### PROVIDED TEXT
Introduction

Many natural and engineered systems may be conceptualized as perturbed by external noise. Examples span geology1, seismology2, forestry3, medicine4, hydrology5, hurricane climatology6, avalanche prediction7, ecology8, insurance9, trade10, and social sciences11, among others. In such systems under variable forcing, understanding return periods to desirable (resilience) or undesirable (risk) states is of paramount importance for design and decision making. This work addresses the following question: how much time will a state variable of interest spend away from some defined threshold, accounting for external variability in forcing?

External noise is often generated by another (complex) system. Rather than resolving and coupling both systems, it is convenient to describe this forcing as a stochastic process. In this context, First Return Times (FRTs) represent an ideal measure to answer the above question. For example, in eco-hydrology, where water-storage dynamics are controlled by stochastic hydro-climatic forcing (intermittent rainfall), FRT statistics can quantify conditions too wet or too dry and help forecast crop yields or ecosystem diversity and resilience12.

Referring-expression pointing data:
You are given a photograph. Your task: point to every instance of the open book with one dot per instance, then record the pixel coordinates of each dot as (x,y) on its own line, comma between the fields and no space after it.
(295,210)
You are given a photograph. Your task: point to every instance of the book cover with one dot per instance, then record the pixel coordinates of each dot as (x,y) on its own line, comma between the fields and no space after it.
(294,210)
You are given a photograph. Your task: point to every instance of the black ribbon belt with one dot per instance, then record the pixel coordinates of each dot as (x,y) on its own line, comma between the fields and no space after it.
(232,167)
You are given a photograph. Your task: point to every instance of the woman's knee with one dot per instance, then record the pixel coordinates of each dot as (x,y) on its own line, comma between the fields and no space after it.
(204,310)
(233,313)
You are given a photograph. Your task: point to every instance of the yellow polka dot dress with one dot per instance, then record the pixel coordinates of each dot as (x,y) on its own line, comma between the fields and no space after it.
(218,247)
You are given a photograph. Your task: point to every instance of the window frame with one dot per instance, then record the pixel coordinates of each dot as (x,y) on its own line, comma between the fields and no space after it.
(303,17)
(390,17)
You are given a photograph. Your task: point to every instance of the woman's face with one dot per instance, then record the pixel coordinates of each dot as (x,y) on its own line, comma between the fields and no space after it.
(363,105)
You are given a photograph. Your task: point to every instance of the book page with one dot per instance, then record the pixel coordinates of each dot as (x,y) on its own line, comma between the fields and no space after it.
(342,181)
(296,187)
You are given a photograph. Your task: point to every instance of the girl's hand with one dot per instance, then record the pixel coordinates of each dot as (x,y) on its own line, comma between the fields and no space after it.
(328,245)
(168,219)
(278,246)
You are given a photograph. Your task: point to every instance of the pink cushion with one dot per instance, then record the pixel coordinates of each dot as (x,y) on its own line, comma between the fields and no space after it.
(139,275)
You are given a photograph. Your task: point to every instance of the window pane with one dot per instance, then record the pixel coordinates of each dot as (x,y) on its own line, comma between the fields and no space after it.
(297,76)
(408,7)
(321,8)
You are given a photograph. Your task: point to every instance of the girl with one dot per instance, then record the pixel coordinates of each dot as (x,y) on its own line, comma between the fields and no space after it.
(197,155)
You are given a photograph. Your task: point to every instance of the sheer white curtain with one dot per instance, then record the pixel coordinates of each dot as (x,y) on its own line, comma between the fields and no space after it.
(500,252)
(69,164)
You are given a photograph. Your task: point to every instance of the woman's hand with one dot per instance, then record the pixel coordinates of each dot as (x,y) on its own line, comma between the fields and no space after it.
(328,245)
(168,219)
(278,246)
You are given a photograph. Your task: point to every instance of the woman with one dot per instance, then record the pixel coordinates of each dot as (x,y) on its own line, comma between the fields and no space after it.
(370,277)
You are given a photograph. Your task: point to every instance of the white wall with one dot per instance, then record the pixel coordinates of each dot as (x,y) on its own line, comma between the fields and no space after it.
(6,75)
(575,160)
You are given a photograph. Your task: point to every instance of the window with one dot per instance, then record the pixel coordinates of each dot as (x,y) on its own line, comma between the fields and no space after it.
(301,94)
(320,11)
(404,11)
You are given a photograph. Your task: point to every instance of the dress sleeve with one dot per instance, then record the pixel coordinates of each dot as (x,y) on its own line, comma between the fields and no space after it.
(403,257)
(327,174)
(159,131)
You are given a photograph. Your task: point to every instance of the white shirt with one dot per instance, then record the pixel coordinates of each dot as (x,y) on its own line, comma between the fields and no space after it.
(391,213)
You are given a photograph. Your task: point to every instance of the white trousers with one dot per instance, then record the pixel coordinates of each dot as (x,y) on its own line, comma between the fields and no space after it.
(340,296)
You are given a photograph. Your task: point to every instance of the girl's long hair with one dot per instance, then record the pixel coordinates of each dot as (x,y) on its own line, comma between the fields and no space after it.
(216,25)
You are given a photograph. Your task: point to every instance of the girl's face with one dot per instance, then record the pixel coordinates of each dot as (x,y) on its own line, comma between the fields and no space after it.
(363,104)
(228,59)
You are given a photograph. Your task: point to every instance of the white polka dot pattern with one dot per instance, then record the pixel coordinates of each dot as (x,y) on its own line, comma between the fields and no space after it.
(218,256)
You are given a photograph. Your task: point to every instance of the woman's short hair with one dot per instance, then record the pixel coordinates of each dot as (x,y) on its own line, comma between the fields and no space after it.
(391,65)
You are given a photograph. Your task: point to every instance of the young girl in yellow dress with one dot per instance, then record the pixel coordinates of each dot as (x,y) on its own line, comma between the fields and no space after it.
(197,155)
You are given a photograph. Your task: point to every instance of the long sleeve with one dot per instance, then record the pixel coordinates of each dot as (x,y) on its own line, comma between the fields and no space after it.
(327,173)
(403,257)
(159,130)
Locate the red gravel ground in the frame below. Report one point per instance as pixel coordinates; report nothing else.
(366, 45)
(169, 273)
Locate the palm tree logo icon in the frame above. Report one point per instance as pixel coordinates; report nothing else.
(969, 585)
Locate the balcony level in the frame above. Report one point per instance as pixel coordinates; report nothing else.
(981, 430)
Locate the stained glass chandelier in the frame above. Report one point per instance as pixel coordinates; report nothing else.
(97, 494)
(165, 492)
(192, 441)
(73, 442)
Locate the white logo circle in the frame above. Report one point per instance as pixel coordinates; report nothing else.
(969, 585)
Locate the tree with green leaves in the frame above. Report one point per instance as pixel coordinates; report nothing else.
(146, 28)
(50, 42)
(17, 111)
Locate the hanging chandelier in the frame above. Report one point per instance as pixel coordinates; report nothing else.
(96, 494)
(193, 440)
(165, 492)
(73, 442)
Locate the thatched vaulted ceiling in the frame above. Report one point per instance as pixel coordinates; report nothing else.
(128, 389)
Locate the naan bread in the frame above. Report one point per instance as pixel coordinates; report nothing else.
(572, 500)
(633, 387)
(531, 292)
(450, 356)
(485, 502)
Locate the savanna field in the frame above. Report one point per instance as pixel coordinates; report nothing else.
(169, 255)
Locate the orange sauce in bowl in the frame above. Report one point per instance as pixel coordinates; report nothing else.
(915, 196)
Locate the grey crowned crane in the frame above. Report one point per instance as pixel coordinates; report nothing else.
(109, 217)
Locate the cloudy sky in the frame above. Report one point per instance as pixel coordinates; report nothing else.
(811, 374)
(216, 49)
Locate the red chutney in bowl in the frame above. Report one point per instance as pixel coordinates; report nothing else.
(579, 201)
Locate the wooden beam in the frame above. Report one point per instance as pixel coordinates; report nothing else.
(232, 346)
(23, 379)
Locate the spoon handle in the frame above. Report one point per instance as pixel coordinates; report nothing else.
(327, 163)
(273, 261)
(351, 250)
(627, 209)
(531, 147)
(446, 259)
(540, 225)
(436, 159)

--

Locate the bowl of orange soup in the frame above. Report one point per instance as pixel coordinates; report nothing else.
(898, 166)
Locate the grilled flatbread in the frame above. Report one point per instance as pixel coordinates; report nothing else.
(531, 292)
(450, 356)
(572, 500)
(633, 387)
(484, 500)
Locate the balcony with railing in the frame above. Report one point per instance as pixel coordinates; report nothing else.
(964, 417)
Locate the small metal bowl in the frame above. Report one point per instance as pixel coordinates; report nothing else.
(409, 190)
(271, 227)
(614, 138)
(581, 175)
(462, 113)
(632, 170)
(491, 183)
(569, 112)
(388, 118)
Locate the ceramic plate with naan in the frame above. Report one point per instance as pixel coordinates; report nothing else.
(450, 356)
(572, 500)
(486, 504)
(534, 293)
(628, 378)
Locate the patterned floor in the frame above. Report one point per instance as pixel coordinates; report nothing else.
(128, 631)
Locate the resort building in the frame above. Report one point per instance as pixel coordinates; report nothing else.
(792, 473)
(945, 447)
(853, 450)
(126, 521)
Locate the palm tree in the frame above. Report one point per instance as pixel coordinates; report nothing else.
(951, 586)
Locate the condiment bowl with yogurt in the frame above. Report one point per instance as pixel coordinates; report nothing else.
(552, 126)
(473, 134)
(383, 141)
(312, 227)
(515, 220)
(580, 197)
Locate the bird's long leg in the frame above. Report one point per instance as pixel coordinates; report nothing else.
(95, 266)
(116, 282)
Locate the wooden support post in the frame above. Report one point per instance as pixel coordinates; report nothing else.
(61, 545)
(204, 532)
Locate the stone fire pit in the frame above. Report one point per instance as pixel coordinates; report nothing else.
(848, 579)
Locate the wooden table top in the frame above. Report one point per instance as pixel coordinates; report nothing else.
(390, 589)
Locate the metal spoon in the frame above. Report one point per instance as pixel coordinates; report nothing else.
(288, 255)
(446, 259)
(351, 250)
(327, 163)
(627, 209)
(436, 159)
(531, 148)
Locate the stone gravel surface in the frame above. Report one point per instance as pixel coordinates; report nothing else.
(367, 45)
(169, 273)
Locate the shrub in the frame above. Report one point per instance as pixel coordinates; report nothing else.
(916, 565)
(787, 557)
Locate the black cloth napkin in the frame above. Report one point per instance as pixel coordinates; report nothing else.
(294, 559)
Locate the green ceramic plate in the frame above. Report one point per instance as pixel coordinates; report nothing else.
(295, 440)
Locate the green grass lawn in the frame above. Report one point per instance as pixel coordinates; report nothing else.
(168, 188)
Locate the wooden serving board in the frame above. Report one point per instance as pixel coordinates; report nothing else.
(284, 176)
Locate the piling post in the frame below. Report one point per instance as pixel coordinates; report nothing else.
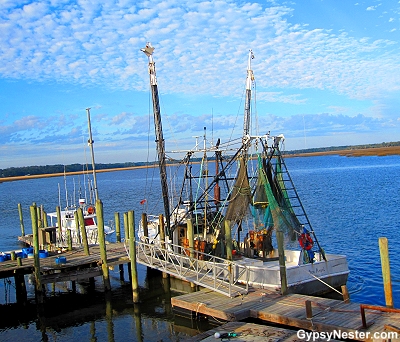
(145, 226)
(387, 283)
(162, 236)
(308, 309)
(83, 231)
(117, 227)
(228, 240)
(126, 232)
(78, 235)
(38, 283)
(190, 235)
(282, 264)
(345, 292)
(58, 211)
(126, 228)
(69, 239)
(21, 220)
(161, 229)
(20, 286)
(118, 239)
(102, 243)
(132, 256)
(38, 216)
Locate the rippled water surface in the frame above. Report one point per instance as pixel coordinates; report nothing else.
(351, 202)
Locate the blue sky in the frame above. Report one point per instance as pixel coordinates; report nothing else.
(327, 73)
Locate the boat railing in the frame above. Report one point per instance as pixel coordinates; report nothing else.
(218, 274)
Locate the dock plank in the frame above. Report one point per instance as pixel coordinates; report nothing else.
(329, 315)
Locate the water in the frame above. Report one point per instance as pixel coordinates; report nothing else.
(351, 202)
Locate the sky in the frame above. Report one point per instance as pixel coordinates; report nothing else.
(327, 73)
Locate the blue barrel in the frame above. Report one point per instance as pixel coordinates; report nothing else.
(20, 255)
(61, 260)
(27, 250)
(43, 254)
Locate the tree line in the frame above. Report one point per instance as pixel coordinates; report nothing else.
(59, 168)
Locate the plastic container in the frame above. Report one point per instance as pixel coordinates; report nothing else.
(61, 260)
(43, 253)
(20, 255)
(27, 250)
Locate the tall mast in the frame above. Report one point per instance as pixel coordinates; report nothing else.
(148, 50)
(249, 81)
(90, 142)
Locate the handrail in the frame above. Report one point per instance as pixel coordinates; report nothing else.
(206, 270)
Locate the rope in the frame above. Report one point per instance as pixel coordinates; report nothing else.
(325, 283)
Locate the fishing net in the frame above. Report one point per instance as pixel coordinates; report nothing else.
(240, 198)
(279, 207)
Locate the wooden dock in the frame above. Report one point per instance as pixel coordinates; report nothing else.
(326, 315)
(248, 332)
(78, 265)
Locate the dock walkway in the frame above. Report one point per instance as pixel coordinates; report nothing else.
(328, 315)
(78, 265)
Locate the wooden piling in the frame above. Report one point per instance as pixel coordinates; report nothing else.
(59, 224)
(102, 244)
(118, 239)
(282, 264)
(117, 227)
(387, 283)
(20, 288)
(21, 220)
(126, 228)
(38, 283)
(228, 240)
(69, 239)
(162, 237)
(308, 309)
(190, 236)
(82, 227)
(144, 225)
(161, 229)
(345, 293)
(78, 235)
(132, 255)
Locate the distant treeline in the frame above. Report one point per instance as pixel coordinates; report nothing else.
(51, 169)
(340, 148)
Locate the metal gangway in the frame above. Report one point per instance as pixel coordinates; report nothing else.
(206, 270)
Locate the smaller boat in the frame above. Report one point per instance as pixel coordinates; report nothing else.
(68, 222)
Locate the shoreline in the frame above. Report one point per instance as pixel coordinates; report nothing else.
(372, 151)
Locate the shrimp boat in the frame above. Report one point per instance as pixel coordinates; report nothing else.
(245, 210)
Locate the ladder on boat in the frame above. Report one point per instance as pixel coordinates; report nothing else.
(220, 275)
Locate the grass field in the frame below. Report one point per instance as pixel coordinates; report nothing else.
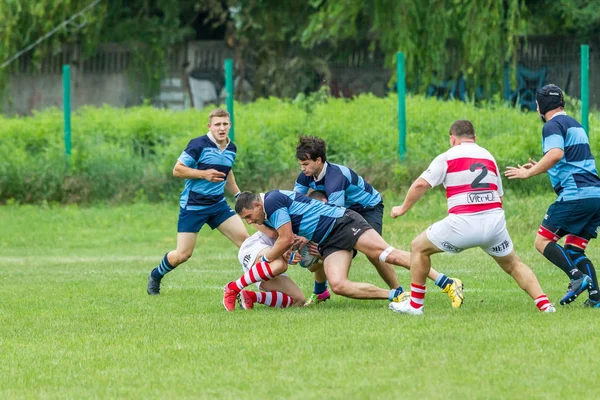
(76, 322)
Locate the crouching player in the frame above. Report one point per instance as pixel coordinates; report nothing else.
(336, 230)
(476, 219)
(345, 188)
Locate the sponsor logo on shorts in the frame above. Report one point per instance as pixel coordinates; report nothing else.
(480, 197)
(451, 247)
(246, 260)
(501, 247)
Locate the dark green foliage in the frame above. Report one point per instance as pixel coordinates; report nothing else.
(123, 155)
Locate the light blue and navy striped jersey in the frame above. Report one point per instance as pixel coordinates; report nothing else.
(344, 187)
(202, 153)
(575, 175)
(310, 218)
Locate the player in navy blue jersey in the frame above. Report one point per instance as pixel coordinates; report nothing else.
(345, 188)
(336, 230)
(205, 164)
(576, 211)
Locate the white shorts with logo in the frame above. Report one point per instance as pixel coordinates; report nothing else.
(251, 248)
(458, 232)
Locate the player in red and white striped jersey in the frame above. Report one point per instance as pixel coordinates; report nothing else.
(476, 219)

...

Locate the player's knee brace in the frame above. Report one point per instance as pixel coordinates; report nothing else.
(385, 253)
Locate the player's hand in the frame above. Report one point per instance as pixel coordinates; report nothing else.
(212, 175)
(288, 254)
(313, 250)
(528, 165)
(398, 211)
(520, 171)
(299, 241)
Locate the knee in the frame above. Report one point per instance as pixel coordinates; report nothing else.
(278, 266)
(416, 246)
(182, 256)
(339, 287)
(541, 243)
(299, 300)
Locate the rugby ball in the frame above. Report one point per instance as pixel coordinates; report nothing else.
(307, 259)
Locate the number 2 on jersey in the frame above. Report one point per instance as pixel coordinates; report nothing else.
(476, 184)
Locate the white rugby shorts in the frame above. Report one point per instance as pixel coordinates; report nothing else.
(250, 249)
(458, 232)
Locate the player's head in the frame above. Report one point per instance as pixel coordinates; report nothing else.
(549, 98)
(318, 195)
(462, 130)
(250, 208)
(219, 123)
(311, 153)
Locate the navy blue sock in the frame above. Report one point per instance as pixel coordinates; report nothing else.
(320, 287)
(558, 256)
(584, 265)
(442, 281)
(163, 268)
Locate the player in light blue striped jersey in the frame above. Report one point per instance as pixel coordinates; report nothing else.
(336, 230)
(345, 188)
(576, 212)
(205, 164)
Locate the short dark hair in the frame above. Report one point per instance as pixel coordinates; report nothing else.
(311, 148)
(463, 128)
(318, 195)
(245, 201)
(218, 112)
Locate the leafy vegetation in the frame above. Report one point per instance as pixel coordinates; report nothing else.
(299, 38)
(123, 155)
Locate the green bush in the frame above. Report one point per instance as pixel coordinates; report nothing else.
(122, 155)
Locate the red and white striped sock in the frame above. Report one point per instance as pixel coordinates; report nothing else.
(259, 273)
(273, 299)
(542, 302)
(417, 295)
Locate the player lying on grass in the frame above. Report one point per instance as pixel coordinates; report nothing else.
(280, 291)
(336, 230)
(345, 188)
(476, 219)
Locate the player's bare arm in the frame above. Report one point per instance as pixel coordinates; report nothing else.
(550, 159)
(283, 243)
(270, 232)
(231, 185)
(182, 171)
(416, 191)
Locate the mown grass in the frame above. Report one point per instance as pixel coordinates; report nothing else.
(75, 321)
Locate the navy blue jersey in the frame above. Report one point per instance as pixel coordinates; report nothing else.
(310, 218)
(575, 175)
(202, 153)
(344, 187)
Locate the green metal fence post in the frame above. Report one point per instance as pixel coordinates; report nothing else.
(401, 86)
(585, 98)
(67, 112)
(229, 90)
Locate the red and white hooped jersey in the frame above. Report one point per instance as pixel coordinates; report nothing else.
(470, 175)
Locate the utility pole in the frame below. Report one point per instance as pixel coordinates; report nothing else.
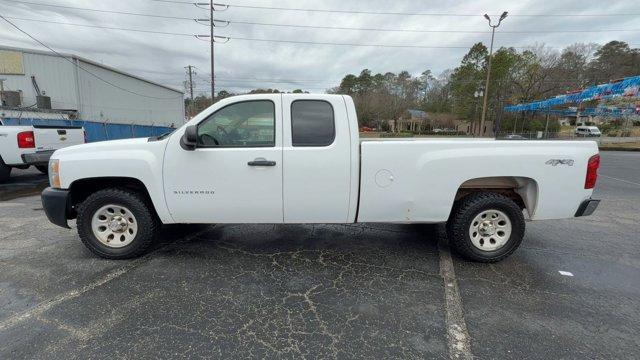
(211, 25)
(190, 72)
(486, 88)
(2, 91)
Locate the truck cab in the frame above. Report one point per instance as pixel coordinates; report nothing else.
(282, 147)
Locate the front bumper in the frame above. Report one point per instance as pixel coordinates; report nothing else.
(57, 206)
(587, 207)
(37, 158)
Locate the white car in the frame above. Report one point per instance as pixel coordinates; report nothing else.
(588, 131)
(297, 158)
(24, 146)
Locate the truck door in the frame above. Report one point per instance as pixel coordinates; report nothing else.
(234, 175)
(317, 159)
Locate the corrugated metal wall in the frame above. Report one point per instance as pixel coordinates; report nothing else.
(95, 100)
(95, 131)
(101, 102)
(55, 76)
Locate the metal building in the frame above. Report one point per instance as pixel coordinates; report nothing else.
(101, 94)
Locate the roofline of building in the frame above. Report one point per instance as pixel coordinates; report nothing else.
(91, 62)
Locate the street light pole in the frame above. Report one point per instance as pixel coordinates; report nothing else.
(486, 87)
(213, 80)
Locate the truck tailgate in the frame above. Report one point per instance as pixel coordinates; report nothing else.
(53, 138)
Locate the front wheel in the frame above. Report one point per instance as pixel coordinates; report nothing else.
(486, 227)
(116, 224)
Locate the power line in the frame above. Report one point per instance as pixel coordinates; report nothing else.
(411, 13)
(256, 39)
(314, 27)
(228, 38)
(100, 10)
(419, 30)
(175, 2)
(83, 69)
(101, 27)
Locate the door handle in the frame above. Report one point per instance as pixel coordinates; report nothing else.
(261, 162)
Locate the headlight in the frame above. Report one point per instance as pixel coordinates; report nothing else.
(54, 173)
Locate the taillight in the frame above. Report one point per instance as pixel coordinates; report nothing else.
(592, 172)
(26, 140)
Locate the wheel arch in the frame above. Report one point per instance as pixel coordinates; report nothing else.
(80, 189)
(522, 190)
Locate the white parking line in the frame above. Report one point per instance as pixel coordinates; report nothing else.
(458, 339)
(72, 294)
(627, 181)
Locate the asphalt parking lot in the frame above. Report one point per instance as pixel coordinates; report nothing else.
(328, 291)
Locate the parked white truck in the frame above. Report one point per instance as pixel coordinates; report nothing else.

### EXERCISES TO COMPLETE
a – Reproduce the passage of the introduction between "Many natural and" and "variability in forcing?", inclusive, swapping "paramount" for "central".
b – Condense the paragraph of the introduction that begins "External noise is often generated" into a bulleted list that keeps its main facts.

### YOUR WRITTEN ANSWERS
a –
Many natural and engineered systems may be conceptualized as perturbed by external noise. Examples span geology1, seismology2, forestry3, medicine4, hydrology5, hurricane climatology6, avalanche prediction7, ecology8, insurance9, trade10, and social sciences11, among others. In such systems under variable forcing, understanding return periods to desirable (resilience) or undesirable (risk) states is of central importance for design and decision making. This work addresses the following question: how much time will a state variable of interest spend away from some defined threshold, accounting for external variability in forcing?

b –
- External noise often comes from another, frequently complex, system.
- Rather than resolving and coupling both systems, it is convenient to describe this forcing as a stochastic process.
- In this setting, First Return Times (FRTs) are an ideal measure of how long a state variable stays away from a defined threshold.
- In eco-hydrology, water-storage dynamics are driven by stochastic hydro-climatic forcing (intermittent rainfall).
- There, FRT statistics can quantify conditions that are too wet or too dry and help forecast crop yields or ecosystem diversity and resilience.